## TEXTE SOURCE
Notre méthodologie repose sur les deux grands volets de ce projet, soit le dépouillement de la presse, qui doit permettre de ressaisir les représentations que l’on se faisait en France du Canada dans les années 1870-1900, et l’analyse de l’œuvre de Verne à partir de sa confrontation à cet imaginaire social. Nous posons que les résultats de ce travail seront ainsi utiles à la recherche sur le xixe siècle dans son ensemble, et pas seulement aux études verniennes.

1. Dépouillement

Dans un entretien de 1893 avec le journaliste Robert Sherard, Jules Verne explique sa méthode de travail. Écoutons-le raconter sa manière – littéralement – d’ausculter le discours social :

J’ai toujours avec moi un carnet et, comme ce personnage de Dickens [Mr. Pickwick], je note d’emblée tout ce qui m’intéresse ou pourrait me servir pour mes livres. [C]haque jour après le repas de midi, je me mets immédiatement au travail et je lis d’un bout à l’autre quinze journaux différents, toujours les quinze mêmes, et je peux vous dire que très peu de choses échappent à mon attention. […] Ensuite, je lis les revues, comme la Revue bleue, la Revue rose, la Revue des deux mondes, Cosmos, La Nature de Gaston Tissandier, L’Astronomie de Flammarion. Je lis aussi entièrement les bulletins des sociétés scientifiques et en particulier ceux de la Société de Géographie, car vous remarquerez que la géographie est à la fois ma passion et mon sujet d’étude. […] Je lis aussi et relis, car je suis un lecteur très attentif, la collection Le Tour du monde qui est une série de récits de voyages. J’ai jusqu’à maintenant amassé plusieurs milliers de notes sur tous les sujets, et aujourd’hui, j’ai chez moi au moins vingt milles notes […] (cité dans Compère et Margot, 1998, p. 91-92).

Le projet, dans sa phase initiale, est fondé sur un dépouillement raisonné de la presse française entre 1870 et 1900, Jules Verne nous disant lui-même où aller chercher prioritairement dans les différentes entrevues auxquelles il s’est prêtées au cours de sa carrière. Dans le chapitre xii de son roman Sans dessus dessous, publié en 1889, soit la même année que Famille-sans-nom, Jules Verne se livre à une immense énumération de la presse internationale, citant journaux et périodiques anglais, américains, italiens, allemands, espagnols, écossais, etc. Apparaissent ainsi dans ce roman les principaux quotidiens français (Le Temps, Le Figaro, Le Gaulois, La Presse, Le Matin, et bien d’autres encore) et de nombreuses revues (Revue des deux mondes, Revue bleue, Le Tour du Monde, etc.) Bien qu’il soit difficile d’en inférer que Verne lisait systématiquement ces journaux, nous avons là, et dans la citation longue précédente, les principaux titres de la presse d’information et de la presse périodique, susceptible de constituer le grand récit médiatique du Canada que nous visons à reconstituer. Ces sources sont d’ailleurs confirmées par l’étude fournie en annexe de la récente édition de quatre romans de Verne dans la collection de La Pléiade (Steinmetz, 2012, t. I, p. 1245-1246). Nous pouvons donc fonder la méthodologie du dépouillement sur ces grandes sources médiatiques, auxquelles nous adapterons notre action de recherche :

a/ Journaux quotidiens. Nous retenons dix titres, parmi les plus importants de la presse française : Le Temps ; Le Figaro ; Le Journal des Débats ; Le Matin ; La Presse ; Le Siècle ; Le Petit journal ; Le Soleil ; Le Constitutionnel ; Le Journal.

## OBJECTIF VISÉ
Pour chacune des affirmations suivantes, dites si elle concorde avec le texte source ci-dessus. Répondez par oui ou par non et citez textuellement les mots du texte source qui tranchent. (a) Jules Verne déclare lire chaque jour, après le déjeuner, quinze journaux différents. (b) Sans dessus dessous a paru plusieurs années après Famille-sans-nom. (c) Pour les journaux quotidiens, le projet retient douze titres.

## DONNÉES PRÉSENTÉES

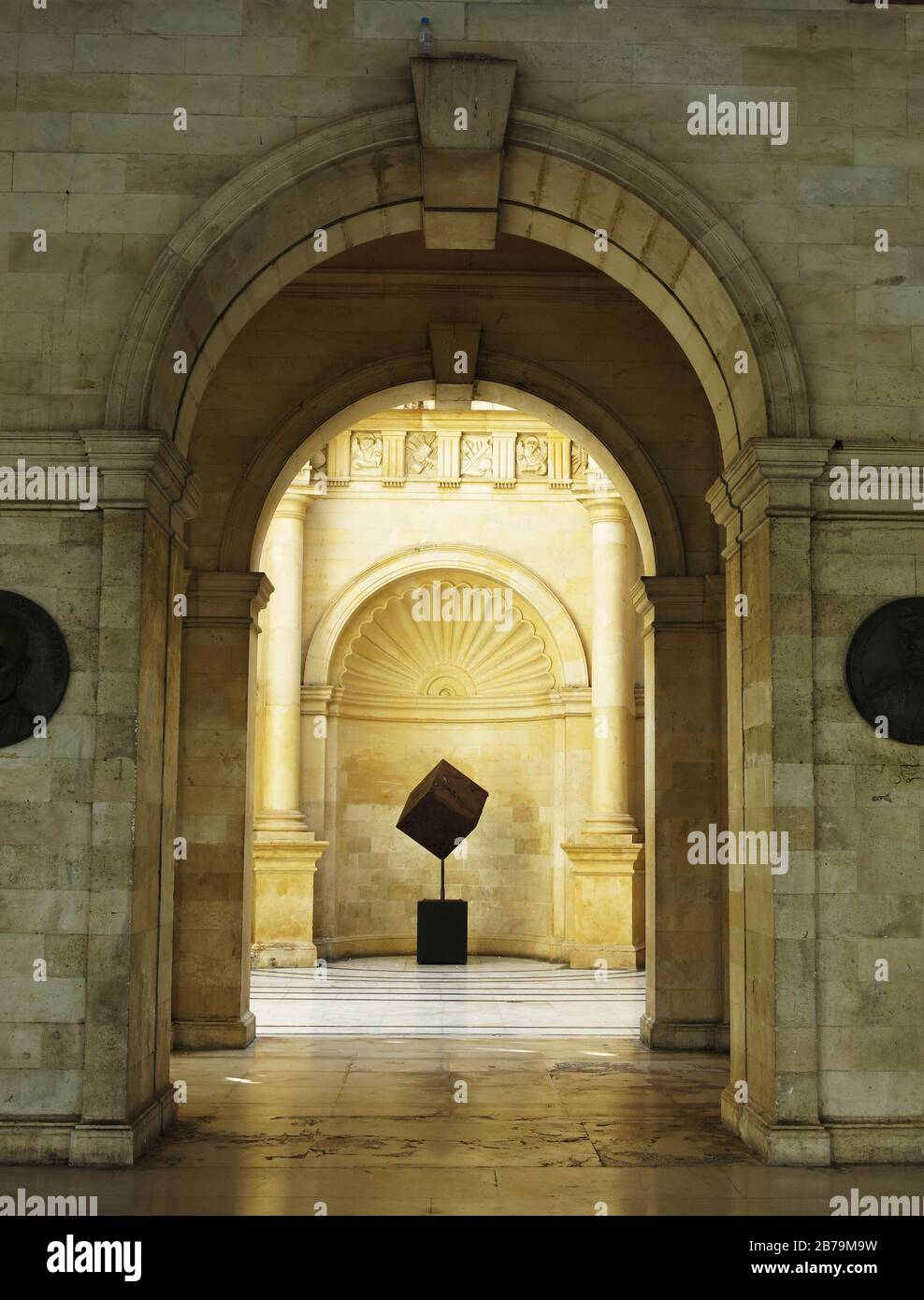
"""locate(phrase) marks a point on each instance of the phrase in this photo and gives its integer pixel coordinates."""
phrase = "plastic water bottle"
--
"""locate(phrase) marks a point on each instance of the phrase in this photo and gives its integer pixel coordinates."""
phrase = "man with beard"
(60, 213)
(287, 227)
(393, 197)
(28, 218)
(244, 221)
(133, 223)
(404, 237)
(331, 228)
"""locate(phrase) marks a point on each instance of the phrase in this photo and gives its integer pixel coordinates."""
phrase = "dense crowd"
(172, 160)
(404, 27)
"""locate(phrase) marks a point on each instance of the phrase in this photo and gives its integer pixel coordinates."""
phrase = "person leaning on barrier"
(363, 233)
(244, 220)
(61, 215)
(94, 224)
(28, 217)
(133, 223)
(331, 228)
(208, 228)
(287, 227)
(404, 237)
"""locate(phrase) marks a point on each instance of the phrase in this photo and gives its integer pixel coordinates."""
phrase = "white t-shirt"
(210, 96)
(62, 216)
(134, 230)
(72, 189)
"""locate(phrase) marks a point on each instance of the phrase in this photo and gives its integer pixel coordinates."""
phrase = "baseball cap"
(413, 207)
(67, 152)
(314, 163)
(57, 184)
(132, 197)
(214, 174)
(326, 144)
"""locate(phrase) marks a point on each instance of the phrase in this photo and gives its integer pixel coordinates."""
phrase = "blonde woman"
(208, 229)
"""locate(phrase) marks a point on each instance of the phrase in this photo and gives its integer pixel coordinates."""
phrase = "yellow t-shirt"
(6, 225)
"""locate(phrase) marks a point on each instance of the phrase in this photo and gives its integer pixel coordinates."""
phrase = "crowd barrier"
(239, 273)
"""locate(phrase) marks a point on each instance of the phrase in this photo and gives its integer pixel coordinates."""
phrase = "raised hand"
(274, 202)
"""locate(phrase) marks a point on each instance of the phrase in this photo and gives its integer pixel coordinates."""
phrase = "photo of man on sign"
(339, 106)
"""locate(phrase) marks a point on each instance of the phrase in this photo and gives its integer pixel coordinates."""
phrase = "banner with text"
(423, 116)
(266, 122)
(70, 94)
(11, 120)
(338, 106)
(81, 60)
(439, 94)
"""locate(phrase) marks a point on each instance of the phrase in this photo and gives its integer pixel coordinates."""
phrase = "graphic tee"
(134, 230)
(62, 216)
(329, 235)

## RÉPONSE ATTENDUE
(a) Oui : « [C]haque jour après le repas de midi, je me mets immédiatement au travail et je lis d’un bout à l’autre quinze journaux différents ».
(b) Non : « publié en 1889, soit la même année que Famille-sans-nom ».
(c) Non : « Nous retenons dix titres ».